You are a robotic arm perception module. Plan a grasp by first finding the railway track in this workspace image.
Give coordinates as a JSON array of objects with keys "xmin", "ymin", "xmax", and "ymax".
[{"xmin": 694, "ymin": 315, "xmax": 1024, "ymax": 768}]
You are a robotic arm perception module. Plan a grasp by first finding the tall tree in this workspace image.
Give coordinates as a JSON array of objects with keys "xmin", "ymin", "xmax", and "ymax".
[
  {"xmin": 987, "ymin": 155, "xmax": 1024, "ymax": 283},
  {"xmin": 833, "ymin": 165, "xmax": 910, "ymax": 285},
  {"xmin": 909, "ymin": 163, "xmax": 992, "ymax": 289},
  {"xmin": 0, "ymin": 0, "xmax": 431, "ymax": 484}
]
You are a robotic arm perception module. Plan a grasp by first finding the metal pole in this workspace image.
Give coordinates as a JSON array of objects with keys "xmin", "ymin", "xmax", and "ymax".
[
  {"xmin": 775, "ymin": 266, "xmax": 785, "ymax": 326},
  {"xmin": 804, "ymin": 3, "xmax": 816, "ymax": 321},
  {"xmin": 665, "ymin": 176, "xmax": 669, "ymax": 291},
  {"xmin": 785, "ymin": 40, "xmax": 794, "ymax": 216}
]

==

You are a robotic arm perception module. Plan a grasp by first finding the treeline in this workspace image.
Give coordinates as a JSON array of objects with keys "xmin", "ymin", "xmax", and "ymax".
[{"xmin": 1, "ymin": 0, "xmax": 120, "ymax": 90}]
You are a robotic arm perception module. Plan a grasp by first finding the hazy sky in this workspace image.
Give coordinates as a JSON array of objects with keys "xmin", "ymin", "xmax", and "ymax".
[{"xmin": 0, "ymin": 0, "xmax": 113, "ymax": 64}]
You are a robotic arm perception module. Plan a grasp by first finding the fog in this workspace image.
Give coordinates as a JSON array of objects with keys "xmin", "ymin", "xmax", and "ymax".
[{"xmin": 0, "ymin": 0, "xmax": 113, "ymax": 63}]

--

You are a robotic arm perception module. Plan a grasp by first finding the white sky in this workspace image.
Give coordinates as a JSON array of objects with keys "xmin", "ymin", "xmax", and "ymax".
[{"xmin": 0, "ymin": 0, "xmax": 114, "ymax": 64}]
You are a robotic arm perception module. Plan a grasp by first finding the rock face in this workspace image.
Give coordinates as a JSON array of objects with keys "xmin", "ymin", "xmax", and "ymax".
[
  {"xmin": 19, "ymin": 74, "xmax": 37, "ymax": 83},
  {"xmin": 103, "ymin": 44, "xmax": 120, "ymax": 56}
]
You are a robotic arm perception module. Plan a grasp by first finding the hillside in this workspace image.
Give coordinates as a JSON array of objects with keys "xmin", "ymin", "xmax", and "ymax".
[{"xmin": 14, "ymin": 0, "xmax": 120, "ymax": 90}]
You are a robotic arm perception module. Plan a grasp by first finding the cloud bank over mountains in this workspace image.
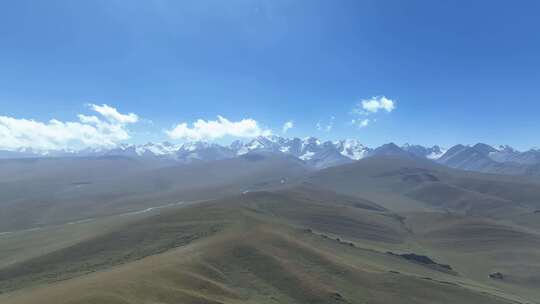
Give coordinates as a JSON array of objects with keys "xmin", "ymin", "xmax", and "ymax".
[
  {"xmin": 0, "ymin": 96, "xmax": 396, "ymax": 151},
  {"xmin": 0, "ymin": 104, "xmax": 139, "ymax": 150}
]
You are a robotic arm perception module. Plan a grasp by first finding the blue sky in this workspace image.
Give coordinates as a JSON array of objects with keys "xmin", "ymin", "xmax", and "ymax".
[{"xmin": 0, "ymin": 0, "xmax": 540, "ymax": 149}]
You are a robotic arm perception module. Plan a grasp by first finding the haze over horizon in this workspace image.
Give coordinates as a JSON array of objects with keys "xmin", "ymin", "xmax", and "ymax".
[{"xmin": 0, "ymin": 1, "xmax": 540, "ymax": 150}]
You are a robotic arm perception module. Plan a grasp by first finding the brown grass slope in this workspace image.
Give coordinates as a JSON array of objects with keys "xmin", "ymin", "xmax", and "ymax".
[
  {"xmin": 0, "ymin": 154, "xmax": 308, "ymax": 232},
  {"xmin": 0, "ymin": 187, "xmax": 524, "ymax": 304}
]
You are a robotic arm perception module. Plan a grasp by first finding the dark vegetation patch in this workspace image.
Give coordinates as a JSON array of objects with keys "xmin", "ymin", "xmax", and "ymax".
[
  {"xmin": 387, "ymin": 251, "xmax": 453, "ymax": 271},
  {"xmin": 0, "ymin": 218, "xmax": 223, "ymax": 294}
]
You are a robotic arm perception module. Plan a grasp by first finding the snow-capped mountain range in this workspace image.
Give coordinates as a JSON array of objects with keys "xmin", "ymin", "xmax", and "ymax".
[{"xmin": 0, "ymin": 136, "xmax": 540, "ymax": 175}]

= Directive =
List every line above that contains the word "over", copying each such line in full.

= The completed task =
You are a robotic arm perception module. Plan a grasp by first finding the cloud bank over mountains in this workspace image.
You are a robotic arm perception module. Plan a grasp by first finding the haze over horizon in this workspace image.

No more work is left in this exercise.